▶ [What needs to be done]
The entries that follow include a run beginning at the line with "Target: white wooden table" and ending at the line with "[(224, 320), (53, 49), (256, 247), (365, 330)]"; restate that run word for word and leave the rest out.

▶ [Extracted entries]
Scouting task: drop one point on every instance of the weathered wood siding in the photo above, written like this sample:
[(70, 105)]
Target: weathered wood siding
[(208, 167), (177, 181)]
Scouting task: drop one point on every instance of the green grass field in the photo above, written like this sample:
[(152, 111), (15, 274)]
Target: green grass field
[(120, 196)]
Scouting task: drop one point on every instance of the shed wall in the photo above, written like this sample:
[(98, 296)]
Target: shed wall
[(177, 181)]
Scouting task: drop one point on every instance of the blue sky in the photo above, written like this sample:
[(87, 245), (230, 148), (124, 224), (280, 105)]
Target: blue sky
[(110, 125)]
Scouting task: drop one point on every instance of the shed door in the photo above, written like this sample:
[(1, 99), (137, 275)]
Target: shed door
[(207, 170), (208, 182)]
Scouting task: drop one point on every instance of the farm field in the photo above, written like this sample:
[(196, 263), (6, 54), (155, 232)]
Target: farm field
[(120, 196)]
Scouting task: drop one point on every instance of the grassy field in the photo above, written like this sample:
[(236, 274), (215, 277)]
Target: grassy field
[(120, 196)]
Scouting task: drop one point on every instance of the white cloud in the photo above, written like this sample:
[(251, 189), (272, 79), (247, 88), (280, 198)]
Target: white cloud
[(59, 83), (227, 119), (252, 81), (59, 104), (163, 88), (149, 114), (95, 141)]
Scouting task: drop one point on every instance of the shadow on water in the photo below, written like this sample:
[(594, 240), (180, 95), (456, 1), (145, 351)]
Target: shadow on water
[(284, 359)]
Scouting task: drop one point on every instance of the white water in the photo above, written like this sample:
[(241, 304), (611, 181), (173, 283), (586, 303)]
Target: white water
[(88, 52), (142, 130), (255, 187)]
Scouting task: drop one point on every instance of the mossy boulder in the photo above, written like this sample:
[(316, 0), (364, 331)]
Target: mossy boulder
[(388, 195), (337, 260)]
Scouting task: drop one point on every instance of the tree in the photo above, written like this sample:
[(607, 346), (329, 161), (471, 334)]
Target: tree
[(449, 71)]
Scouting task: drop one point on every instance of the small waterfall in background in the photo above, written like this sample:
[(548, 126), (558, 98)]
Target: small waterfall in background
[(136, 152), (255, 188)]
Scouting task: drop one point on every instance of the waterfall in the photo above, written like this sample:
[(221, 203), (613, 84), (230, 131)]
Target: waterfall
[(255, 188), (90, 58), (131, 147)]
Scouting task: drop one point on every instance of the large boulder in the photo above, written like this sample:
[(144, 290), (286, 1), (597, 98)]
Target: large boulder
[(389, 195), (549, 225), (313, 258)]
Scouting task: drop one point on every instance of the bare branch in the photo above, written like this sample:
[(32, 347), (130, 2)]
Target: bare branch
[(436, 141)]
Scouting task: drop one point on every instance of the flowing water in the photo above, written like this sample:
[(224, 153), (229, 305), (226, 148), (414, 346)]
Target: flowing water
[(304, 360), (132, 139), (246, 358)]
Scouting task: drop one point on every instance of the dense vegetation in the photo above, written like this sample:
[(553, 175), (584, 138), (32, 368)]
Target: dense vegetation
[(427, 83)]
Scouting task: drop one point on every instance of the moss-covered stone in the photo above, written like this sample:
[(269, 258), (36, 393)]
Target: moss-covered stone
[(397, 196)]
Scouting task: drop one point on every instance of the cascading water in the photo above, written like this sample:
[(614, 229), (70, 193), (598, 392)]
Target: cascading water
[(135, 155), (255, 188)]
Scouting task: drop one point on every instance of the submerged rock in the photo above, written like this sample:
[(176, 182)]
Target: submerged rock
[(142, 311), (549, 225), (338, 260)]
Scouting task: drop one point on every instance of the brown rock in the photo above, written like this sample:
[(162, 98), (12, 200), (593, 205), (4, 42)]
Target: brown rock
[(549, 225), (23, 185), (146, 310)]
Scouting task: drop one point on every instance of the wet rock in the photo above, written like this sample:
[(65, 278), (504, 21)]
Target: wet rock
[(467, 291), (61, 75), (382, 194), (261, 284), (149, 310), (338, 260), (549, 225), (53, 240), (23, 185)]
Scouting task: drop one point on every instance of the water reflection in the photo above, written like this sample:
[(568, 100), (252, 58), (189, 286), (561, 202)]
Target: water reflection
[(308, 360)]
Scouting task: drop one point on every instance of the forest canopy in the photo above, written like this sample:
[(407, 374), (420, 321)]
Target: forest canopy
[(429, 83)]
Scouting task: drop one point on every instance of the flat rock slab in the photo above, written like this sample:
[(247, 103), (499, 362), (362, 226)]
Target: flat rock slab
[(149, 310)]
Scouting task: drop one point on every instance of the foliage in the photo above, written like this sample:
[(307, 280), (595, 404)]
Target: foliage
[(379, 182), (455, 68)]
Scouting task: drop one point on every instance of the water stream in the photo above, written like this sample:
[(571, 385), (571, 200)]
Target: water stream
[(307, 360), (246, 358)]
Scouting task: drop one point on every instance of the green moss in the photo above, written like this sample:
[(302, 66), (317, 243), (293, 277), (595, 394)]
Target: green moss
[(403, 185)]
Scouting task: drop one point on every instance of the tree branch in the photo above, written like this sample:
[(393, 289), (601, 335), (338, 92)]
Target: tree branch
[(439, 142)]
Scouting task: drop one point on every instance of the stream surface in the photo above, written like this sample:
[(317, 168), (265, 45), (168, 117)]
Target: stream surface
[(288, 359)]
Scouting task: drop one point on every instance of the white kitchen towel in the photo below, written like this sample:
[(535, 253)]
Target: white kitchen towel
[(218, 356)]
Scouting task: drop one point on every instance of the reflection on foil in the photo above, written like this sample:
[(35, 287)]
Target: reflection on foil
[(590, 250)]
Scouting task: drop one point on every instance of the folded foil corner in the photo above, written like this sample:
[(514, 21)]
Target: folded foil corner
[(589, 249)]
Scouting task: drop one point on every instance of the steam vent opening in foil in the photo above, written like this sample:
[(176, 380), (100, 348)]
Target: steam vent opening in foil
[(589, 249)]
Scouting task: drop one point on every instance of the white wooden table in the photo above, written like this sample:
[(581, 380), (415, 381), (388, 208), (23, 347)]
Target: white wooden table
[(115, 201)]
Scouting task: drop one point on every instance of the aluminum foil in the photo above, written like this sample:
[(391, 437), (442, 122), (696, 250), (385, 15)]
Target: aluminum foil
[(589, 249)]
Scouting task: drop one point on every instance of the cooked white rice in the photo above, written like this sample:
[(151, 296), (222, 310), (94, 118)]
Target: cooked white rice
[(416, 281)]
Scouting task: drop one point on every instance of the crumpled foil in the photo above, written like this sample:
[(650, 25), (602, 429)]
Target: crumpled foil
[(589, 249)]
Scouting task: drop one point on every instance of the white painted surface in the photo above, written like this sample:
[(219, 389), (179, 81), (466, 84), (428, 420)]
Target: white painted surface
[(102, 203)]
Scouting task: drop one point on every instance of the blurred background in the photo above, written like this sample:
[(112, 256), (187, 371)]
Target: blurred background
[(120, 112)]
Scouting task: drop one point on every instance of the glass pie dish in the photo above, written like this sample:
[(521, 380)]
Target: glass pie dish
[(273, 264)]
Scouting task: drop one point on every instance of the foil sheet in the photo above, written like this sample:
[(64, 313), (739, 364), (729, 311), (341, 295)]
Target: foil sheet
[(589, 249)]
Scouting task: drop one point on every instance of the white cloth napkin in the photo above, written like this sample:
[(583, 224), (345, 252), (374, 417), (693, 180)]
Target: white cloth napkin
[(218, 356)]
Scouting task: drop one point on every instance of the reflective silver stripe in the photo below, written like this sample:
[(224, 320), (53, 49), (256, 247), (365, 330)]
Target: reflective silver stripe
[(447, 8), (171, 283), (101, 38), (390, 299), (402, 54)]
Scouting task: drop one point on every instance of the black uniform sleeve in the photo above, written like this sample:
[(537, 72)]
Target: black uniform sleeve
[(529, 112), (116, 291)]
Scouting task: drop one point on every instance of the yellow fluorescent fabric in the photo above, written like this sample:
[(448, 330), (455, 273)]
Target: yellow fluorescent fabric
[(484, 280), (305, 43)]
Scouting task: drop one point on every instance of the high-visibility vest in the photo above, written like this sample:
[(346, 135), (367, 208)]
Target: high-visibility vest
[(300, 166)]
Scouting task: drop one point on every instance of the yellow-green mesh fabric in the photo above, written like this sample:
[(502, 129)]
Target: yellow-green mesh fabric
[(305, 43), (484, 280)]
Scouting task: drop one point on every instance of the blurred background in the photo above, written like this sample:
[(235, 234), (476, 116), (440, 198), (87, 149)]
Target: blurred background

▶ [Answer to the exercise]
Target: white wooden table
[(115, 201)]
Scouting task: drop one point on every instance of the aluminum foil in the photo above, written like this sample:
[(391, 437), (442, 122), (696, 250), (385, 15)]
Target: aluminum foil
[(589, 249)]
Scouting task: drop one point on every instance of the cooked white rice in the photo above, written like this sample:
[(151, 296), (222, 310), (94, 118)]
Target: cooked white rice
[(416, 281)]
Scouting task: drop one point on every instance of the crumpled foil in the photo above, written like this sample:
[(650, 25), (602, 429)]
Target: crumpled foil
[(589, 249)]
Scouting task: drop one point on every instance of the white painted surface in the photo above, written like this sample:
[(219, 389), (179, 81), (466, 84), (428, 420)]
Target: white painted surface
[(102, 203)]
Scouting task: drop one point on every instance of the blurred background in the photo above, written like this sample:
[(112, 256), (187, 371)]
Target: blurred background
[(120, 112)]
Scouting task: drop one point on every instance of the glass pie dish in the photo above, written like this sample:
[(521, 380)]
Target: glass pie dish
[(273, 264)]
Scouting task: drop one point on every instance of the foil sheet in the photo above, written like this sample:
[(64, 313), (739, 364), (729, 311), (341, 295)]
Target: foil sheet
[(589, 249)]
Scouting task: drop one point on every instance of the white cloth napkin in the photo above, written like this sample:
[(583, 224), (345, 252), (374, 417), (693, 180)]
Target: white cloth napkin
[(218, 356)]
Scouting task: drop one point on every instance of the reflective silver stripe in the photo below, written like this sample:
[(224, 320), (53, 49), (256, 247), (365, 330)]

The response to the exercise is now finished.